▶ _ACTIVITY_:
The output should be identical to the entries that follow.

======== EXTRACTED RECORDS

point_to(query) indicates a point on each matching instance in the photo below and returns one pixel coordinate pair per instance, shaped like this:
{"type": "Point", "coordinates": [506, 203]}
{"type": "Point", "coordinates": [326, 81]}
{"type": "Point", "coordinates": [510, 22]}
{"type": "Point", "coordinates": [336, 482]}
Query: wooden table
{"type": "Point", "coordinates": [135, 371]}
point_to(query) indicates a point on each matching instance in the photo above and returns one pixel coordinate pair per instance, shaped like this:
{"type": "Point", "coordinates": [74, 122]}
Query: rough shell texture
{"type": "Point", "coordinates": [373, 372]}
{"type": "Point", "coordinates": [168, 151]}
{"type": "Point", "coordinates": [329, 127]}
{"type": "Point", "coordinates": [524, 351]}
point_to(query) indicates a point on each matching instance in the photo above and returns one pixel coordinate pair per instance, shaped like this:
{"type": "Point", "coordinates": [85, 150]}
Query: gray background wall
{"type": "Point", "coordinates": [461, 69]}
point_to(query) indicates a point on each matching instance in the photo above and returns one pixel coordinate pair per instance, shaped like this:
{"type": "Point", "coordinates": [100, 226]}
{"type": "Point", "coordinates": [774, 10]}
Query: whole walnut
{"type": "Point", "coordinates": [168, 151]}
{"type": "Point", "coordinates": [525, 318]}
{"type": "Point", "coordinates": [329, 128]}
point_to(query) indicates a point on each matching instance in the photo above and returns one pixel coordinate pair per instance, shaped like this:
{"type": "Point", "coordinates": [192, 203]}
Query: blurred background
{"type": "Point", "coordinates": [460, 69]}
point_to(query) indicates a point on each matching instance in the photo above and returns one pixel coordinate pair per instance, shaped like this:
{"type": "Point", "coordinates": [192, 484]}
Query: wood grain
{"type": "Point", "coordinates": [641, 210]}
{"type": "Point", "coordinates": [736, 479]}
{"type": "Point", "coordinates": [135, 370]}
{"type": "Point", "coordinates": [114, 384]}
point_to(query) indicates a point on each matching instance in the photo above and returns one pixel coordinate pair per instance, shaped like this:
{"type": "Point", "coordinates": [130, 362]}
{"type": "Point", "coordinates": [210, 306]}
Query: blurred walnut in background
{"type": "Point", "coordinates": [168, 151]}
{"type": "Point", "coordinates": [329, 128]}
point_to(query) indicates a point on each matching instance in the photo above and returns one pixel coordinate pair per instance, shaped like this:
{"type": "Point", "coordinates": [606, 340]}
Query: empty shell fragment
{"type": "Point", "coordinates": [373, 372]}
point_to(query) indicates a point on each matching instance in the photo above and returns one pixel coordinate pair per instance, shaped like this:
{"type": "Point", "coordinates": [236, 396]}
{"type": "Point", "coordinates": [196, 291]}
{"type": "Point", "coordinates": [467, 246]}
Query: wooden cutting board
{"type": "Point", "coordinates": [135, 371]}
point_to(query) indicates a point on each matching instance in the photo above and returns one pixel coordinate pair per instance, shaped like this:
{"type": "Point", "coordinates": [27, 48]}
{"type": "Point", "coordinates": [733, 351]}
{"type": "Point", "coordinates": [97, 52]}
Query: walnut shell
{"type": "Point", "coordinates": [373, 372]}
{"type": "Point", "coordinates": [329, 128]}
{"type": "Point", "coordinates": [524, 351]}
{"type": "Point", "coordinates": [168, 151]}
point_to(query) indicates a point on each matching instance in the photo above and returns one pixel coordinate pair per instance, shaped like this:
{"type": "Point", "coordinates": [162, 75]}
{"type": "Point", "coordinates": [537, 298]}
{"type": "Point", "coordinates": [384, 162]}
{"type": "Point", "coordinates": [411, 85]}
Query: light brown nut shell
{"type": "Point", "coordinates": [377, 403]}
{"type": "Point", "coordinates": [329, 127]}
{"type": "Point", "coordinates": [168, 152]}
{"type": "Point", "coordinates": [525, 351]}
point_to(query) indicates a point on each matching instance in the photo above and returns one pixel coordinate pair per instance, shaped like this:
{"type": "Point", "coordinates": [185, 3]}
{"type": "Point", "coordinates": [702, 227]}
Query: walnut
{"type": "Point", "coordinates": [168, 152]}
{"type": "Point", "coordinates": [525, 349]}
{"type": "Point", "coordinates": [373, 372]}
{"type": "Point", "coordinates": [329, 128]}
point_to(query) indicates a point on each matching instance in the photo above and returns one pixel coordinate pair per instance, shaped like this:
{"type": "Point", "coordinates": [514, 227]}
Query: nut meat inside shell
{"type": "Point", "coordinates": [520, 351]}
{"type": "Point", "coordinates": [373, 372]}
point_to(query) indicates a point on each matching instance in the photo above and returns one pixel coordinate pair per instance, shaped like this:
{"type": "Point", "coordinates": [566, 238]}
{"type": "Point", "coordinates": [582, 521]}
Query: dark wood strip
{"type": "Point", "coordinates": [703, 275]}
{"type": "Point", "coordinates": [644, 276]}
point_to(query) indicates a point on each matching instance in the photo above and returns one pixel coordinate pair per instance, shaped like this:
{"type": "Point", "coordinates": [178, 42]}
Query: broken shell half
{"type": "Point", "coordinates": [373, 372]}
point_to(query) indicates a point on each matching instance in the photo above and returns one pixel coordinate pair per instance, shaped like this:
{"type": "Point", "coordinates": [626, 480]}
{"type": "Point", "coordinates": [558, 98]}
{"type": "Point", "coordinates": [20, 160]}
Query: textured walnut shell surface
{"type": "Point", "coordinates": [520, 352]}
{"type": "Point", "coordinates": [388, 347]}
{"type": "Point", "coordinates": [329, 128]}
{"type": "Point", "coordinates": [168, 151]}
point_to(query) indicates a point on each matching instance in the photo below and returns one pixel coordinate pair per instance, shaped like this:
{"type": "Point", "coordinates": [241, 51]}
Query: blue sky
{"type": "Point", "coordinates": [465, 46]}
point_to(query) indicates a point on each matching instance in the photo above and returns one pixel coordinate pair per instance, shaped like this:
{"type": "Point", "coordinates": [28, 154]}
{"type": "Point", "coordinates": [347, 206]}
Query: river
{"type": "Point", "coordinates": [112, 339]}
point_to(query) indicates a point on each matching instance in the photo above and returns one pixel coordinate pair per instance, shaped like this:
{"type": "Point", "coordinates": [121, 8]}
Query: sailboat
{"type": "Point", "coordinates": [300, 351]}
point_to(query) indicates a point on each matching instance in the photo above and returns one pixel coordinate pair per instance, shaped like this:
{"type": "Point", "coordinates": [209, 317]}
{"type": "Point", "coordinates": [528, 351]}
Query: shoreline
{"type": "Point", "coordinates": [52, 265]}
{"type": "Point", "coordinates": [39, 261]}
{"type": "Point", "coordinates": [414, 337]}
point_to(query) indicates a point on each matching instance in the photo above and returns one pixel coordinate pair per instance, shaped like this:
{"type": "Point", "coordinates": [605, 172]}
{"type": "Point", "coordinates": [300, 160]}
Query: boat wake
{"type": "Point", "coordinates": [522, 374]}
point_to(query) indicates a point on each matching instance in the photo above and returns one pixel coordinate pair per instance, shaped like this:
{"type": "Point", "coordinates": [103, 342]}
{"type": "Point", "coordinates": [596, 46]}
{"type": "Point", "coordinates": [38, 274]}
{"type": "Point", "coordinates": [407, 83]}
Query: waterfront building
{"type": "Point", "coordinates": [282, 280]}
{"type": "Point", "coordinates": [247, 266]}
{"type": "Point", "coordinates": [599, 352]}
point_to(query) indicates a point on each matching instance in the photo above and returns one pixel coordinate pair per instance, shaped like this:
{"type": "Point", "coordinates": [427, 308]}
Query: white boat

================

▶ _WRITTEN REPLY_:
point_to(query) indicates a point on each matching instance in the photo below and returns one pixel coordinate pair per instance, shaped like this:
{"type": "Point", "coordinates": [506, 203]}
{"type": "Point", "coordinates": [326, 81]}
{"type": "Point", "coordinates": [510, 22]}
{"type": "Point", "coordinates": [336, 482]}
Query: wooden table
{"type": "Point", "coordinates": [135, 371]}
point_to(query) indicates a point on each matching instance in the photo above and returns one pixel coordinate pair per instance, shaped like this:
{"type": "Point", "coordinates": [74, 122]}
Query: rough shell texture
{"type": "Point", "coordinates": [373, 372]}
{"type": "Point", "coordinates": [168, 151]}
{"type": "Point", "coordinates": [329, 127]}
{"type": "Point", "coordinates": [524, 351]}
point_to(query) indicates a point on each matching instance in the photo above and returns one pixel coordinate pair per instance, shaped like this:
{"type": "Point", "coordinates": [85, 150]}
Query: gray background wall
{"type": "Point", "coordinates": [461, 69]}
point_to(query) indicates a point on each matching instance in the photo above and returns one pixel coordinate pair per instance, shaped like this:
{"type": "Point", "coordinates": [100, 226]}
{"type": "Point", "coordinates": [774, 10]}
Query: whole walnut
{"type": "Point", "coordinates": [168, 151]}
{"type": "Point", "coordinates": [525, 318]}
{"type": "Point", "coordinates": [329, 128]}
point_to(query) indicates a point on each matching instance in the photo above and returns one pixel coordinate pair per instance, shaped like this:
{"type": "Point", "coordinates": [192, 203]}
Query: blurred background
{"type": "Point", "coordinates": [460, 69]}
point_to(query) indicates a point on each matching instance in the photo above and returns one pixel coordinate pair per instance, shaped like this:
{"type": "Point", "coordinates": [192, 484]}
Query: wood grain
{"type": "Point", "coordinates": [641, 210]}
{"type": "Point", "coordinates": [736, 479]}
{"type": "Point", "coordinates": [135, 370]}
{"type": "Point", "coordinates": [114, 384]}
point_to(query) indicates a point on each matching instance in the photo above and returns one pixel coordinate pair per instance, shaped like this:
{"type": "Point", "coordinates": [130, 362]}
{"type": "Point", "coordinates": [210, 306]}
Query: blurred walnut in background
{"type": "Point", "coordinates": [168, 151]}
{"type": "Point", "coordinates": [329, 128]}
point_to(query) indicates a point on each matching instance in the photo above and returns one pixel coordinate pair per instance, shaped like this:
{"type": "Point", "coordinates": [606, 340]}
Query: empty shell fragment
{"type": "Point", "coordinates": [373, 372]}
point_to(query) indicates a point on each matching instance in the photo above and returns one pixel coordinate pair per instance, shaped like this:
{"type": "Point", "coordinates": [236, 396]}
{"type": "Point", "coordinates": [196, 291]}
{"type": "Point", "coordinates": [467, 246]}
Query: wooden cutting board
{"type": "Point", "coordinates": [135, 371]}
point_to(query) indicates a point on each matching instance in the photo above and returns one pixel coordinate pair per instance, shaped like this:
{"type": "Point", "coordinates": [27, 48]}
{"type": "Point", "coordinates": [733, 351]}
{"type": "Point", "coordinates": [97, 52]}
Query: walnut shell
{"type": "Point", "coordinates": [373, 372]}
{"type": "Point", "coordinates": [329, 128]}
{"type": "Point", "coordinates": [524, 351]}
{"type": "Point", "coordinates": [168, 151]}
point_to(query) indicates a point on each matching instance in the photo above and returns one pixel coordinate pair per instance, shaped like this:
{"type": "Point", "coordinates": [162, 75]}
{"type": "Point", "coordinates": [537, 298]}
{"type": "Point", "coordinates": [384, 162]}
{"type": "Point", "coordinates": [411, 85]}
Query: light brown nut shell
{"type": "Point", "coordinates": [377, 403]}
{"type": "Point", "coordinates": [329, 127]}
{"type": "Point", "coordinates": [168, 152]}
{"type": "Point", "coordinates": [525, 351]}
point_to(query) indicates a point on each matching instance in the photo above and returns one pixel coordinate pair per instance, shaped like this:
{"type": "Point", "coordinates": [185, 3]}
{"type": "Point", "coordinates": [702, 227]}
Query: walnut
{"type": "Point", "coordinates": [168, 152]}
{"type": "Point", "coordinates": [525, 349]}
{"type": "Point", "coordinates": [373, 372]}
{"type": "Point", "coordinates": [329, 128]}
point_to(query) indicates a point on each matching instance in the photo above and returns one pixel coordinate pair per instance, shaped like this:
{"type": "Point", "coordinates": [514, 227]}
Query: nut meat inside shell
{"type": "Point", "coordinates": [520, 351]}
{"type": "Point", "coordinates": [373, 372]}
point_to(query) indicates a point on each matching instance in the photo above and returns one pixel coordinate pair per instance, shaped like this:
{"type": "Point", "coordinates": [566, 238]}
{"type": "Point", "coordinates": [582, 521]}
Query: dark wood strip
{"type": "Point", "coordinates": [703, 275]}
{"type": "Point", "coordinates": [644, 276]}
point_to(query) indicates a point on each matching instance in the photo above and returns one pixel coordinate pair per instance, shaped like this:
{"type": "Point", "coordinates": [178, 42]}
Query: broken shell half
{"type": "Point", "coordinates": [373, 372]}
point_to(query) indicates a point on each matching instance in the photo above and returns one pixel coordinate pair per instance, shaped like this:
{"type": "Point", "coordinates": [626, 480]}
{"type": "Point", "coordinates": [558, 98]}
{"type": "Point", "coordinates": [20, 160]}
Query: textured walnut shell surface
{"type": "Point", "coordinates": [520, 352]}
{"type": "Point", "coordinates": [388, 347]}
{"type": "Point", "coordinates": [329, 128]}
{"type": "Point", "coordinates": [168, 151]}
point_to(query) indicates a point on each matching instance in the photo below and returns one pixel coordinate pair per instance, shaped like this:
{"type": "Point", "coordinates": [241, 51]}
Query: blue sky
{"type": "Point", "coordinates": [465, 46]}
point_to(query) indicates a point on each matching instance in the photo above and returns one pixel coordinate pair per instance, shaped like this:
{"type": "Point", "coordinates": [28, 154]}
{"type": "Point", "coordinates": [347, 206]}
Query: river
{"type": "Point", "coordinates": [112, 339]}
point_to(query) indicates a point on each matching instance in the photo above and returns one pixel coordinate pair per instance, shaped like this:
{"type": "Point", "coordinates": [121, 8]}
Query: sailboat
{"type": "Point", "coordinates": [300, 351]}
point_to(query) indicates a point on each matching instance in the photo above and returns one pixel coordinate pair per instance, shaped like this:
{"type": "Point", "coordinates": [209, 317]}
{"type": "Point", "coordinates": [528, 351]}
Query: shoreline
{"type": "Point", "coordinates": [52, 265]}
{"type": "Point", "coordinates": [39, 261]}
{"type": "Point", "coordinates": [414, 337]}
point_to(query) indicates a point on each matching instance in the photo above and returns one pixel coordinate pair per instance, shaped like this:
{"type": "Point", "coordinates": [605, 172]}
{"type": "Point", "coordinates": [300, 160]}
Query: boat wake
{"type": "Point", "coordinates": [522, 374]}
point_to(query) indicates a point on each matching instance in the photo above and returns one pixel coordinate pair per instance, shaped like this:
{"type": "Point", "coordinates": [103, 342]}
{"type": "Point", "coordinates": [596, 46]}
{"type": "Point", "coordinates": [38, 274]}
{"type": "Point", "coordinates": [407, 83]}
Query: waterfront building
{"type": "Point", "coordinates": [282, 280]}
{"type": "Point", "coordinates": [247, 266]}
{"type": "Point", "coordinates": [599, 352]}
point_to(query) indicates a point on each matching instance in the photo above and returns one pixel coordinate pair per instance, shaped like this:
{"type": "Point", "coordinates": [427, 308]}
Query: white boat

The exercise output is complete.